### Extract provided
-.-.-

YTTRIUMNITRIDOSILICATE - APATITE Y5(SiO4)3N - AN AUXILLIARY PHASE IN Si3N4 CERAMICS
W. W. Schmahl1, M. Györfi1, K.G. Nickel1, A. Hewat2
1Institut f. Mineralogie der
Universität Tübingen, Wilhelmstraße 56, D-72074 Tübingen
2A. Hewat, Institut Laue-Langevin,
Avenue des Martyrs, BP 156, F-38042 Grenoble
e-mail: wwschmahl@uni-tuebingen.de
Keywords: Yttriumnitridosilicate, Apatite, Silicon-Nitride Ceramics, Neutron Diffraction
Although Y5(SiO4)3N occurs as an auxilliary phase in Si3N4 ceramics as a host for sinter additives such as Y2O3, it's structure had so far not been examined in detail.
We heated a pelletized powder mixture of Si3N4, SiO2, and Y2O3 with nominal composition Y5(SiO4)3N in flowing nitrogen in a graphite furnace to 1600°C. The pellet was reground with mortar and pestle and reheated three times. The resulting product was examined with neutron powder diffraction on D1A at ILL.
We did not obtain a phase-pure product but a mixture of three phases:
1. "Apatite-type" Y5(SiO4)3N (P63/m, a
= 9.3644(6) A, c = 6.7699(2) A)
2. Cuspidine-type Y4Si2O7N2 (P21/c, a = 7.5598(5) A, b =
10.4525(7) A, c = 10.7519(8) A, b = 69.931(5)°),
3. Yttriumorthosilicate Y2SiO5 (I2/a, a = 10.425(1) A, b = 6.730(7) A, c = 12.495(1) A,
b =
102.766(9)°).

-.-.-

### Records
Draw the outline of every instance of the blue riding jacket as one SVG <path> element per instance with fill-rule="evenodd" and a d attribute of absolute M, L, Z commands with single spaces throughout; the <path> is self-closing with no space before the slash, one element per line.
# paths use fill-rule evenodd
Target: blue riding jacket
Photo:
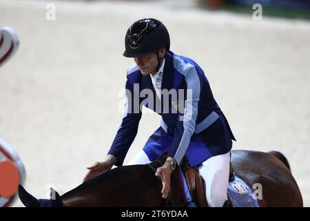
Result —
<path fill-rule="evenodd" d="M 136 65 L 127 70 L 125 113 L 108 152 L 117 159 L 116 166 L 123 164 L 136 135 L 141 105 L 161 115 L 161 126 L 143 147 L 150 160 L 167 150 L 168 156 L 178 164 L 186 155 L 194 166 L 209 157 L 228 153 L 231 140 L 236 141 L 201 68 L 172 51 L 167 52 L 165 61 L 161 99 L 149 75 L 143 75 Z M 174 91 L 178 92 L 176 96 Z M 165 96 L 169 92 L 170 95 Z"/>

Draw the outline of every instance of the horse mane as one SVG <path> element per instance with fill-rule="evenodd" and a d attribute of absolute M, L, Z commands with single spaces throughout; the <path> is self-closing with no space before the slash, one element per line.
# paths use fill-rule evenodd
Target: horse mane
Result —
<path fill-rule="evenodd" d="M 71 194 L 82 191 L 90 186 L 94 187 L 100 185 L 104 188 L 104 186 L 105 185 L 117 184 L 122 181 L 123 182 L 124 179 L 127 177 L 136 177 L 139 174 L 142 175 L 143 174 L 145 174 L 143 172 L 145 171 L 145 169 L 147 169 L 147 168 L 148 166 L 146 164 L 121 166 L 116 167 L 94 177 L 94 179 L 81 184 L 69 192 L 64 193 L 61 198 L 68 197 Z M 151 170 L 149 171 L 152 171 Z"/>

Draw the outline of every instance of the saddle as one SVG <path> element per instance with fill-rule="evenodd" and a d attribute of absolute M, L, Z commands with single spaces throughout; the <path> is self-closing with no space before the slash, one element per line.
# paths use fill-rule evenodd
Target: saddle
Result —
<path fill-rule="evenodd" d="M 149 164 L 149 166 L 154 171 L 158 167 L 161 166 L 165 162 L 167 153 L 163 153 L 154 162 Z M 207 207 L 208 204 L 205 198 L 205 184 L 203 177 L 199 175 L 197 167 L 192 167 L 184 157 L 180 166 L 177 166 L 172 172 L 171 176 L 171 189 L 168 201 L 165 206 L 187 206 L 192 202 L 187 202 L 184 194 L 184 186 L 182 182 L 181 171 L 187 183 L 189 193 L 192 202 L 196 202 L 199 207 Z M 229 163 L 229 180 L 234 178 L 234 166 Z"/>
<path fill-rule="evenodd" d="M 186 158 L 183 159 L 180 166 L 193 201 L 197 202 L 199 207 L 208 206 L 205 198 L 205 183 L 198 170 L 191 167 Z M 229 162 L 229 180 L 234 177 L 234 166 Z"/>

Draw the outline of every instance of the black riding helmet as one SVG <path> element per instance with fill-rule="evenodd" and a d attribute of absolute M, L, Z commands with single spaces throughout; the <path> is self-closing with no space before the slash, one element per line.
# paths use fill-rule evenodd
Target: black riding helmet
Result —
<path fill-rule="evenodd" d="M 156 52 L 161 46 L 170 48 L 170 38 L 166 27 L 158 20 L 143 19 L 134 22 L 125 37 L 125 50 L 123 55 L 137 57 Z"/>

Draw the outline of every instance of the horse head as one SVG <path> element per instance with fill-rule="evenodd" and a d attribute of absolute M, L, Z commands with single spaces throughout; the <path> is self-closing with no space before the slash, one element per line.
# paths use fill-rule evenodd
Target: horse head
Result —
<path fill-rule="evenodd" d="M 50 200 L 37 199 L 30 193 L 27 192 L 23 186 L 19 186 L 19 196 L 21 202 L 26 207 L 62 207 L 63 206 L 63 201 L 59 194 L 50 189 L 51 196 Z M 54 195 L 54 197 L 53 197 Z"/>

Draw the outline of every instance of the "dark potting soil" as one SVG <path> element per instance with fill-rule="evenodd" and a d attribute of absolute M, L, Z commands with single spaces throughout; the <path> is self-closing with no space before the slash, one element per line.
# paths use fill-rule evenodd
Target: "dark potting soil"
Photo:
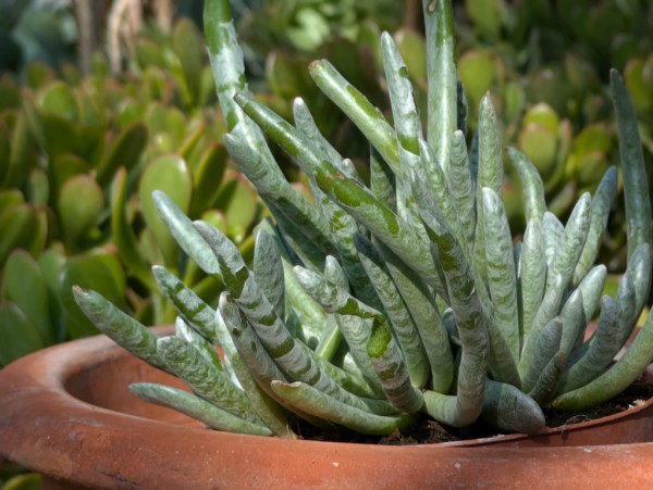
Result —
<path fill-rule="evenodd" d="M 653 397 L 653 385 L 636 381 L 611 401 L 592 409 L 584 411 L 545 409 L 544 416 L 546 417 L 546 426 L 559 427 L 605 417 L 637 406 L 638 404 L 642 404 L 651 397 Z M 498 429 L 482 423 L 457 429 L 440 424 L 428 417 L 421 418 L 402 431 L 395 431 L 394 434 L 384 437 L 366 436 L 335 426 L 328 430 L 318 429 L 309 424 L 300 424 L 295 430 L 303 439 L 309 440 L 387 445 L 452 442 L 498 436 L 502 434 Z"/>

-.-.-

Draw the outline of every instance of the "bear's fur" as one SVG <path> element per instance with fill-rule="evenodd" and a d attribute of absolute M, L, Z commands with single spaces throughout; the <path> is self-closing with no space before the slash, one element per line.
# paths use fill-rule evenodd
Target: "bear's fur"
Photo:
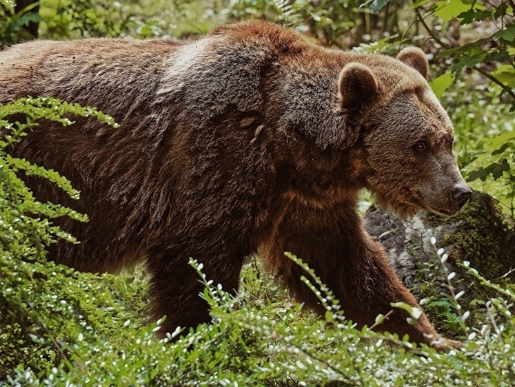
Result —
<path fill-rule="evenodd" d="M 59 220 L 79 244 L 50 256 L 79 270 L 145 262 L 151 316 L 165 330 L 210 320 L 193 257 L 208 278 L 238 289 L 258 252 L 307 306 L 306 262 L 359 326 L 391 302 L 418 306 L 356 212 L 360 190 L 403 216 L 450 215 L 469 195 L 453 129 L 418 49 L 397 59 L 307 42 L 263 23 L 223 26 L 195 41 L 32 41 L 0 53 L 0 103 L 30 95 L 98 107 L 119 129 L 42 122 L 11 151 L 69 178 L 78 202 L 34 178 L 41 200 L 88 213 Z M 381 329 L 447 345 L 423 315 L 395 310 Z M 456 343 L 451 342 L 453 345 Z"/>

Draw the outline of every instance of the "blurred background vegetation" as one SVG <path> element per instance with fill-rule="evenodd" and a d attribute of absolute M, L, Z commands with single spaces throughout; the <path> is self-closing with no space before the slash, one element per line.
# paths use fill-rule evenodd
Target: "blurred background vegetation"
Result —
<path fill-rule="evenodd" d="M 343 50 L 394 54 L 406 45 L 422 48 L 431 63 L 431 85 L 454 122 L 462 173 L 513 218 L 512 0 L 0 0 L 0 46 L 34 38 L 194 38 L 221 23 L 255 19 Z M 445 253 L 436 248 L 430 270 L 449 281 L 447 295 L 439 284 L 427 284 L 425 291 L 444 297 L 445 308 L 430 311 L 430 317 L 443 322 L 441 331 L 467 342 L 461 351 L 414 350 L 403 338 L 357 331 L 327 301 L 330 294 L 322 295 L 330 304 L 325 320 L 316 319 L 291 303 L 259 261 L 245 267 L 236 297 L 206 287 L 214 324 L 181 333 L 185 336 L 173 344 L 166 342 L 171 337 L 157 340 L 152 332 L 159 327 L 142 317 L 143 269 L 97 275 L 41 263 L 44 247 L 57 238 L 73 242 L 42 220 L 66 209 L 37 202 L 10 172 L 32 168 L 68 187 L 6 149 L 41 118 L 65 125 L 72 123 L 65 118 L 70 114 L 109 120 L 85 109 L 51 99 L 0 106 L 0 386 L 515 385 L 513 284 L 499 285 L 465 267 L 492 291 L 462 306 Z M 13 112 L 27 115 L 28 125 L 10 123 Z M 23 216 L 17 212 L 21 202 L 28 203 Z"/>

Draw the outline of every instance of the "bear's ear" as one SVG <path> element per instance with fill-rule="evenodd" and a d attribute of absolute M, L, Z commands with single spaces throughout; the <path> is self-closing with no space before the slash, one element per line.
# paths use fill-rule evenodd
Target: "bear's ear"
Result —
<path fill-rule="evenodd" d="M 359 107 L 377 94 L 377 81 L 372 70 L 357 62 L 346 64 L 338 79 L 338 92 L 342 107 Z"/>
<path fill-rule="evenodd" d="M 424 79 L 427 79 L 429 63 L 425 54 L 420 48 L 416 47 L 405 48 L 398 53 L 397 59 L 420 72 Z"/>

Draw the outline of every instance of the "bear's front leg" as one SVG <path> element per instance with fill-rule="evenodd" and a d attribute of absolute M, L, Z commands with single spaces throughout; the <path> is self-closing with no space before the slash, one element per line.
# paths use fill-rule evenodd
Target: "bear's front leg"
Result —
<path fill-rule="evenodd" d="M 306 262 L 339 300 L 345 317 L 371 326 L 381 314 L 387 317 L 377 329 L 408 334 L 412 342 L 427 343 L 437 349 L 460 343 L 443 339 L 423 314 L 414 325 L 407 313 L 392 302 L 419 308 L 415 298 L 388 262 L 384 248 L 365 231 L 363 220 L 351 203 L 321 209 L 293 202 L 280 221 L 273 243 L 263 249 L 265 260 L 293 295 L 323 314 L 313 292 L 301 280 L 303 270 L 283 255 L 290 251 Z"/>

-.-.-

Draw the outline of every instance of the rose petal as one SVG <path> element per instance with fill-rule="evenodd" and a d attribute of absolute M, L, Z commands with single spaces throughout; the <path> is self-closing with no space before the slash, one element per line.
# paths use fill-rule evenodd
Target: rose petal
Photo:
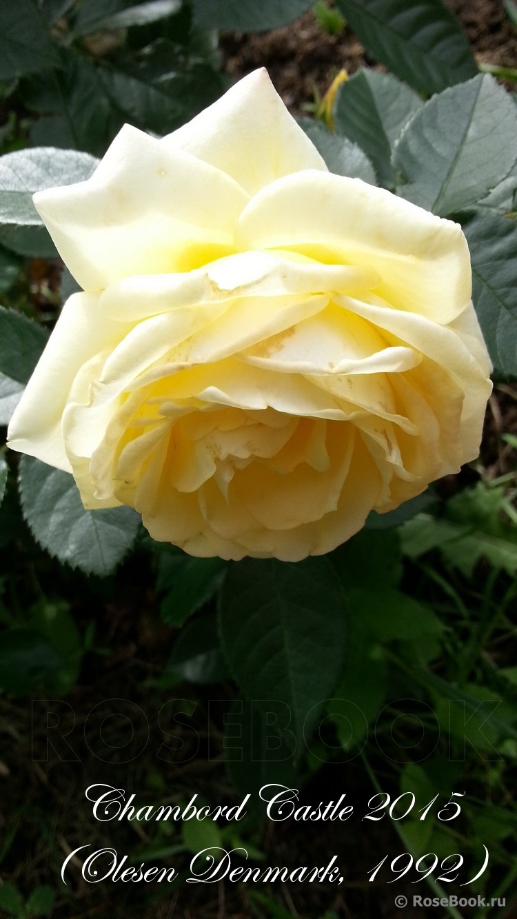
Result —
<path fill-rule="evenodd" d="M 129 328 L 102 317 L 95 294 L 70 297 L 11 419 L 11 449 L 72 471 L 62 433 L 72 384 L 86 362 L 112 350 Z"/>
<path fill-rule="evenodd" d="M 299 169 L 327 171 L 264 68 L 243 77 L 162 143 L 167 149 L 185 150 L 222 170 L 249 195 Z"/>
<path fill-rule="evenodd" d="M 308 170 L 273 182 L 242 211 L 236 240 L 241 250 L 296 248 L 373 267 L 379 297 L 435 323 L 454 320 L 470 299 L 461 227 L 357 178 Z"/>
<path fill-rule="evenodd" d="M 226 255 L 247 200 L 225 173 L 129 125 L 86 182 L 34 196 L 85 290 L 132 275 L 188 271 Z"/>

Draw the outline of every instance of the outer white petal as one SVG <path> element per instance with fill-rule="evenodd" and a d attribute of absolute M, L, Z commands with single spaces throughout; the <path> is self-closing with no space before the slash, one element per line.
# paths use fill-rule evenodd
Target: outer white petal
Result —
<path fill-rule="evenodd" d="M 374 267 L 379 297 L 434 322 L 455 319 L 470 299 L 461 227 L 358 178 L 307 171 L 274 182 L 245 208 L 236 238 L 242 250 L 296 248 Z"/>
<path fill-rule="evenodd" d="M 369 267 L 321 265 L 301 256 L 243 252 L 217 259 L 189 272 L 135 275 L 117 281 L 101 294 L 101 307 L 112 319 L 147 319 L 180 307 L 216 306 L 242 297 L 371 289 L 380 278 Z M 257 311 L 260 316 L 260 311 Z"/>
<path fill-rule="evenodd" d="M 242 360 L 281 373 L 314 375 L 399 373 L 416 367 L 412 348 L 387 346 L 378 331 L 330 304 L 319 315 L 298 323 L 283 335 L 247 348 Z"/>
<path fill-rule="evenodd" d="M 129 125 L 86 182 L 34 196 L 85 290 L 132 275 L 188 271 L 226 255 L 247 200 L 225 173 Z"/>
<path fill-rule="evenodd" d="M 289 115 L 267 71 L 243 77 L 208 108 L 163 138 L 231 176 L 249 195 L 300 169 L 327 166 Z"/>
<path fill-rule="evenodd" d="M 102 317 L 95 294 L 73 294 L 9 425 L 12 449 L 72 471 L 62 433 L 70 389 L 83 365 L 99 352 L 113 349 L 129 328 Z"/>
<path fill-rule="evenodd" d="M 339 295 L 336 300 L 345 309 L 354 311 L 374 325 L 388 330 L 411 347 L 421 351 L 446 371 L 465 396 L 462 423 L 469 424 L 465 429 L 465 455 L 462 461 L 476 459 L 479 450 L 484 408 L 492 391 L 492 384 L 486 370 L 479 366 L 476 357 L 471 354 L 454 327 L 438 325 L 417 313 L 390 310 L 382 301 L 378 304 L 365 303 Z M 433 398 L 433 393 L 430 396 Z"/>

-.-.-

### Tasks to perform
1. Do the following statements agree with the abstract on Y5(SiO4)3N? Answer yes or no for each, quoting the deciding words of the abstract.
(a) The powder mixture was heated in flowing argon.
(b) The pellet was reground and reheated three times.
(c) A phase-pure product was obtained.
2. Please write the next part of the abstract on Y5(SiO4)3N, starting after its last sentence.
Nothing in the records is needed here.

### Answers for this exercise
1.
(a) No: "in flowing nitrogen in a graphite furnace to 1600°C"
(b) Yes: "The pellet was reground with mortar and pestle and reheated three times."
(c) No: "We did not obtain a phase-pure product but a mixture of three phases"

2.
The presence of the two impurities with large monoclinic unit cells complicated the analysis considerably, but we were able to refine the structure of Y5(SiO4)3N and that of Y4Si2O7N2. The crystal structure data of Y2SiO5 were taken from [1] and were kept fixed.
In the apatite-related structure of Y5(SiO4)3N the nitride ion occupies a different void than the OH- or F- ions in phosphate apatites, i.e. it is located near (0,0, 0.25) rather than (0, 0, 0), a displacement of 1.5 A. Further, the nitride is positionally disordered (split), occupying z = 0.22 and z = 0.28.
The literature crystal data for cuspidine-type Y4Si2O7N2 [2] were quite wrong and based on wrong indexing of the powder pattern. We managed to index the Y4Si2O7N2 peaks correctly in the neutron powder pattern, having subtracted the Y5(SiO4)3N pattern by Rietveld refinement and found the correct lattice parameters. No structure data were previously available for this compound. We refined the structure with the parameters of cuspidine, Ca4Si2O7F2, as starting parameters [3].